- [Text extract]

0x5n (where 0<=n<=b): a blob string containing n bytes is followed
0x5c: an unsigned 8-bit integer is followed, representing the nearest previous blob string with this DJB Hash value.
0x5d: an unsigned 16-bit integer and a blob string containing that amount of bytes is followed
0x5e: an unsigned 8-bit integer and a blob string containing that amount of bytes is followed
0x5f: a positive variable length integer and a blob string containing that amount of bytes is followed

Hashtable refresher:

Hashtable refresher is an array of string that can be transferred before the value or inside arrays or objects. It does not produce any values but forces the build of a hashtable that can be used with 0x3c or 0x5c.

Normally hashtable referesher is not useful since the hashtable is built during the first occurence of a string, however it is useful if there is a persistent connection exchanging continuous JKSN stream.

There are two hashtables with size 256, one for text strings (UTF-16, UTF-8), the other for blob strings.

- [Data shown]
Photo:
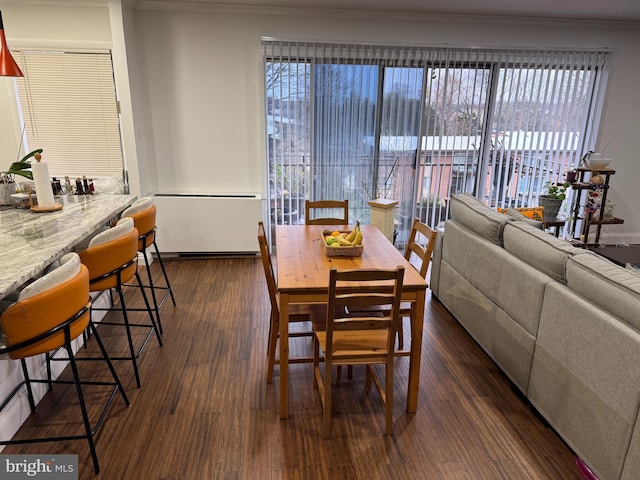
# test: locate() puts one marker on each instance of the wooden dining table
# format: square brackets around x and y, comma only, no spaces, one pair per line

- [Problem A]
In the JKSN extract, how many hashtables of size 256 are there, and what kind of string does each one hold?
- [Problem B]
Return the passage of the JKSN extract from "0x5d: an unsigned" to "continuous JKSN stream.", word for word.

- [Full answer A]
Two: one for text strings (UTF-16, UTF-8) and one for blob strings.

- [Full answer B]
0x5d: an unsigned 16-bit integer and a blob string containing that amount of bytes is followed
0x5e: an unsigned 8-bit integer and a blob string containing that amount of bytes is followed
0x5f: a positive variable length integer and a blob string containing that amount of bytes is followed

Hashtable refresher:

Hashtable refresher is an array of string that can be transferred before the value or inside arrays or objects. It does not produce any values but forces the build of a hashtable that can be used with 0x3c or 0x5c.

Normally hashtable referesher is not useful since the hashtable is built during the first occurence of a string, however it is useful if there is a persistent connection exchanging continuous JKSN stream.